▶ Exercise:
Please write out the whole Bardarbunga eruption article below word for word.

*** Opening of Text block ***

SKAFTAFELL, Iceland -- Just north of here, on the far side of the impenetrable Vatnajokull ice sheet, lava is spewing from a crack in the earth on the flanks of Bardarbunga, one of Iceland's largest volcanoes.
By volcanologists' standards, it is a peaceful eruption, the lava merely spreading across the landscape as gases bubble out of it. For now, those gases -- especially sulfur dioxide, which can cause respiratory and other problems -- are the main concern, prompting health advisories in the capital, Reykjavik, 150 miles to the west, and elsewhere around the country.
But sometime soon, the top of Bardarbunga, which lies under as much as half a mile of ice, may erupt explosively. That could send plumes of gritty ash into the sky that could shut down air travel across Europe because of the damage the ash can do to jet engines. And it could unleash a torrent of glacial meltwater that could wipe out the only road connecting southern Iceland to the capital.

*** Close of Text block ***
*** Opening of Data excerpts ***

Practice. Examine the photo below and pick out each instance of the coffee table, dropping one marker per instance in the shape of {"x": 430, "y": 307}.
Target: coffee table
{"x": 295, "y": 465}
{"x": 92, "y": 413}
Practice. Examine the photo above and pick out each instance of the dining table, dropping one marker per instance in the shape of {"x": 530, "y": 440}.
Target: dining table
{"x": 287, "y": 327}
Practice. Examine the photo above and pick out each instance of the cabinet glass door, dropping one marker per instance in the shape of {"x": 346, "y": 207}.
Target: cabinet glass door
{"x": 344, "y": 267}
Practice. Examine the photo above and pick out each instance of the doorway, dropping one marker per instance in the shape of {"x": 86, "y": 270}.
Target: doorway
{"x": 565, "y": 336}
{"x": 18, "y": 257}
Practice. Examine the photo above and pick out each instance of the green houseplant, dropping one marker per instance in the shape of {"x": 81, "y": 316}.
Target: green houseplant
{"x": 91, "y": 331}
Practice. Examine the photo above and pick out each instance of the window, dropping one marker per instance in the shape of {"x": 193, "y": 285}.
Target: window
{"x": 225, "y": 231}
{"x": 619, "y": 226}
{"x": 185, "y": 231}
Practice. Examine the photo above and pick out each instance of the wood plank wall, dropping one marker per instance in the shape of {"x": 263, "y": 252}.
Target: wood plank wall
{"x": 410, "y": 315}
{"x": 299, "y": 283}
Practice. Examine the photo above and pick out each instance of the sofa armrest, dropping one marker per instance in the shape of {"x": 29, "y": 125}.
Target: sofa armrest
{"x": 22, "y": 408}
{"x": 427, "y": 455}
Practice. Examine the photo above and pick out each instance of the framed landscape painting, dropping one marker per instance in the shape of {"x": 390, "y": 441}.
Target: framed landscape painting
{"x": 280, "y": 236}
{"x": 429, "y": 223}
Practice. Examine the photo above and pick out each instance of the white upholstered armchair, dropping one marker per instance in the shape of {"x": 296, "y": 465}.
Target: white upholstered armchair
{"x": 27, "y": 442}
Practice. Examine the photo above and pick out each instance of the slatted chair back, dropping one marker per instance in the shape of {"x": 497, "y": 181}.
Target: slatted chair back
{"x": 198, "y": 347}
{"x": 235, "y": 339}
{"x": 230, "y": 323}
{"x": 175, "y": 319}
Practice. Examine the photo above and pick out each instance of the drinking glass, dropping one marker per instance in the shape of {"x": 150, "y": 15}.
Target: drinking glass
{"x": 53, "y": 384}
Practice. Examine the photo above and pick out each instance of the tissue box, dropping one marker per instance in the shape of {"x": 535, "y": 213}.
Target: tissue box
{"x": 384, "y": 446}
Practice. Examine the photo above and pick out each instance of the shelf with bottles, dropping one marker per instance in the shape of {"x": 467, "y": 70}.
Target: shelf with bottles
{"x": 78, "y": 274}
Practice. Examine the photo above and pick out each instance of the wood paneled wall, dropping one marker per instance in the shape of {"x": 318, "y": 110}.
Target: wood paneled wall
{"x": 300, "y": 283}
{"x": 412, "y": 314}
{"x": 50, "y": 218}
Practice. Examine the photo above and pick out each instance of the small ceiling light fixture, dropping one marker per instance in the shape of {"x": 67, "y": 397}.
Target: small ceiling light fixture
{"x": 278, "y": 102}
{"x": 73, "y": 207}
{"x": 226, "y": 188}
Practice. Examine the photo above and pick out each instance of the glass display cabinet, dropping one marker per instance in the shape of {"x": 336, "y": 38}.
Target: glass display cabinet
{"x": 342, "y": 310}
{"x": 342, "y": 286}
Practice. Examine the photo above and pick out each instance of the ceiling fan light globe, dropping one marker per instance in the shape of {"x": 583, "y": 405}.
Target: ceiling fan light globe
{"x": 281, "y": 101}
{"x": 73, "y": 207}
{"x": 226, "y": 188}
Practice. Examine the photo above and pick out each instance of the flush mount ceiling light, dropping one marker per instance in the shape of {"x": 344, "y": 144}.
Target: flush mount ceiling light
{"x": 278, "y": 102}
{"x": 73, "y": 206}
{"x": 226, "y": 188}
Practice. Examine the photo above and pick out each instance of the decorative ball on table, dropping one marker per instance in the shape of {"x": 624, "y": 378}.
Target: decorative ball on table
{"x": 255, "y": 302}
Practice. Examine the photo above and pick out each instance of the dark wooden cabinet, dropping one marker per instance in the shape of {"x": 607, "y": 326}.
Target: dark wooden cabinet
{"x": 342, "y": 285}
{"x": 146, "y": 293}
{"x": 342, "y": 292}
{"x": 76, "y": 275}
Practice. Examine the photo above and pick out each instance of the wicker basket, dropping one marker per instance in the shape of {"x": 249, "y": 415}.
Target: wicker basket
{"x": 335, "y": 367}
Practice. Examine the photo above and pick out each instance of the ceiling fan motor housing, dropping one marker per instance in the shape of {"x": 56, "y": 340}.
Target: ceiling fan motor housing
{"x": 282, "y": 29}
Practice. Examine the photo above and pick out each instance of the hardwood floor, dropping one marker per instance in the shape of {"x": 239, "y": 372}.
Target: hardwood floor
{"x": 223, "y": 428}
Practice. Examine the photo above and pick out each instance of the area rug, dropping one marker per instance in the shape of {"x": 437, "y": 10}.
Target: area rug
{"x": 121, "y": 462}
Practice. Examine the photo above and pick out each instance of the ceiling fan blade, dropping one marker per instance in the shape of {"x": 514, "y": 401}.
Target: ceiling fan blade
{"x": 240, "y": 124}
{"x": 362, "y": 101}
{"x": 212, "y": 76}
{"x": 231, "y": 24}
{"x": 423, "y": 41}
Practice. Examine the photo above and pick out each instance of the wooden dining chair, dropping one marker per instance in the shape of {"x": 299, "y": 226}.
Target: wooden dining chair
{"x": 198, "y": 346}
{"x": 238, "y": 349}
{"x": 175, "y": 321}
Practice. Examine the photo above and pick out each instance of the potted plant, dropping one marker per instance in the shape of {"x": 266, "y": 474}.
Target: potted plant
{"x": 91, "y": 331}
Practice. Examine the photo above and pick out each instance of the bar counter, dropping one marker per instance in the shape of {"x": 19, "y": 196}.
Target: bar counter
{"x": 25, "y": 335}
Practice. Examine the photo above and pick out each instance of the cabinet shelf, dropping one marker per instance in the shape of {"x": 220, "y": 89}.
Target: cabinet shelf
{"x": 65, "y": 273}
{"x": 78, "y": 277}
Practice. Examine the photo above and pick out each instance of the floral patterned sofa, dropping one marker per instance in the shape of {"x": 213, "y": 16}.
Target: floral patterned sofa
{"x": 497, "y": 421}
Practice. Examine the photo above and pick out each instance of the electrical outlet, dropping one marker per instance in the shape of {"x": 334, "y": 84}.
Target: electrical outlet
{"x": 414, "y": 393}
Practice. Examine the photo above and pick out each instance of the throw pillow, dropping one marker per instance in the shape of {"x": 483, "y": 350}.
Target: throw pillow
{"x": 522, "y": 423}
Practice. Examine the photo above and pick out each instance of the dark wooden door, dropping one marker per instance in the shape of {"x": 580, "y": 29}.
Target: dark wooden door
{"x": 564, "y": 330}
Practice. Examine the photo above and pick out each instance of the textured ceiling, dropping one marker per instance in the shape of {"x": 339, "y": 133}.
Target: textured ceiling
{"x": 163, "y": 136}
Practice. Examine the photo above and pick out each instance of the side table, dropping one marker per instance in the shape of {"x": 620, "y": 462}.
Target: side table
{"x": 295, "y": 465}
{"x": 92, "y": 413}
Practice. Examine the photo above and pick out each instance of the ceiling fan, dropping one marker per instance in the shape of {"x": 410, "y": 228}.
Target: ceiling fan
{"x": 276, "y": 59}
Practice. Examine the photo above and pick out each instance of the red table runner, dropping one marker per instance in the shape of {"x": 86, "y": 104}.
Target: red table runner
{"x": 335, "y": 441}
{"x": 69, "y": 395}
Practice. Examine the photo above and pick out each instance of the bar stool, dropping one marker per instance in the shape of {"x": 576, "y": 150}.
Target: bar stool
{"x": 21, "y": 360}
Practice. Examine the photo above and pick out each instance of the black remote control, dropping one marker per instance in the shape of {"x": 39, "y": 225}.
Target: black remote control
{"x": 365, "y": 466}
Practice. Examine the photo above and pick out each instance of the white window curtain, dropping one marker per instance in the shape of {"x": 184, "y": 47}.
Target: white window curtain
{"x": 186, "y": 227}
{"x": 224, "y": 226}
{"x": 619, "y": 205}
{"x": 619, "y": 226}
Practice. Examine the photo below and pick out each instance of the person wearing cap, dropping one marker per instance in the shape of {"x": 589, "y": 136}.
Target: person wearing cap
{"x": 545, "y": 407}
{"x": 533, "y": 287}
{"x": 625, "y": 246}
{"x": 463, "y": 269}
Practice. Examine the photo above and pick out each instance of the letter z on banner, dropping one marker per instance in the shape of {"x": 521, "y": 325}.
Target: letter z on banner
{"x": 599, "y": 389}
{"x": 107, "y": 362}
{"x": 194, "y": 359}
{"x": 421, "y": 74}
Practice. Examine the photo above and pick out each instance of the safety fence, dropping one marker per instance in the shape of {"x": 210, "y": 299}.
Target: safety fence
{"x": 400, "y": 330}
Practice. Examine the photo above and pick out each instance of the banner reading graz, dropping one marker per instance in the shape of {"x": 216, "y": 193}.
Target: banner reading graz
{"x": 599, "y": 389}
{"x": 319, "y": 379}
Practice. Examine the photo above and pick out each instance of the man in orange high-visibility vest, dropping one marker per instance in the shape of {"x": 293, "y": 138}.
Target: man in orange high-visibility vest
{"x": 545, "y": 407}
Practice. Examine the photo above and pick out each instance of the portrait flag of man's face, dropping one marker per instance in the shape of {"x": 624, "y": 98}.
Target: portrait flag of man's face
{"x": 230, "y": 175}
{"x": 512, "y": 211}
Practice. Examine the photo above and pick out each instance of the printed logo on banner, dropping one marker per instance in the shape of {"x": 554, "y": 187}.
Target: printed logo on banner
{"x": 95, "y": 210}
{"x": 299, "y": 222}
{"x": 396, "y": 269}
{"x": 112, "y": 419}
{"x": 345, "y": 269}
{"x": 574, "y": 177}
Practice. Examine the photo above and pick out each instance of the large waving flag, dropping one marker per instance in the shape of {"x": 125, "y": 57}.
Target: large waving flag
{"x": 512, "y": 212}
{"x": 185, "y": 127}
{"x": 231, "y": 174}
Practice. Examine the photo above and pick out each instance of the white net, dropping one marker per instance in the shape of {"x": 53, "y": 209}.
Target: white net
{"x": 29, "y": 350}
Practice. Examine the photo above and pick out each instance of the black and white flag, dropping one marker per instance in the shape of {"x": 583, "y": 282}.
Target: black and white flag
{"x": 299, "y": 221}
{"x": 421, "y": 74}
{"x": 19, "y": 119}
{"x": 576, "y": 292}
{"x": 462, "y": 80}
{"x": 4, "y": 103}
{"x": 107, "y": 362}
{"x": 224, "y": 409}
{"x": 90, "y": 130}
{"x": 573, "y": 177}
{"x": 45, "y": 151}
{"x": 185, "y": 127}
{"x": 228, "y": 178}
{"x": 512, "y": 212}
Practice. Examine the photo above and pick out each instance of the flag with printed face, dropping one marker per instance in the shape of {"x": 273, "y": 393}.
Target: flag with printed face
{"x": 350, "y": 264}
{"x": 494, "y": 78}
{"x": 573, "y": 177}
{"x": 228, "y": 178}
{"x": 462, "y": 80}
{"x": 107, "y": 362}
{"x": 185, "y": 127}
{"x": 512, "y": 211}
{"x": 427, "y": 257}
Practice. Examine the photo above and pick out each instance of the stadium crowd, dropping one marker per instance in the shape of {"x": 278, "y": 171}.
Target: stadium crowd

*** Close of Data excerpts ***

▶ Response to the task:
SKAFTAFELL, Iceland -- Just north of here, on the far side of the impenetrable Vatnajokull ice sheet, lava is spewing from a crack in the earth on the flanks of Bardarbunga, one of Iceland's largest volcanoes.
By volcanologists' standards, it is a peaceful eruption, the lava merely spreading across the landscape as gases bubble out of it. For now, those gases -- especially sulfur dioxide, which can cause respiratory and other problems -- are the main concern, prompting health advisories in the capital, Reykjavik, 150 miles to the west, and elsewhere around the country.
But sometime soon, the top of Bardarbunga, which lies under as much as half a mile of ice, may erupt explosively. That could send plumes of gritty ash into the sky that could shut down air travel across Europe because of the damage the ash can do to jet engines. And it could unleash a torrent of glacial meltwater that could wipe out the only road connecting southern Iceland to the capital.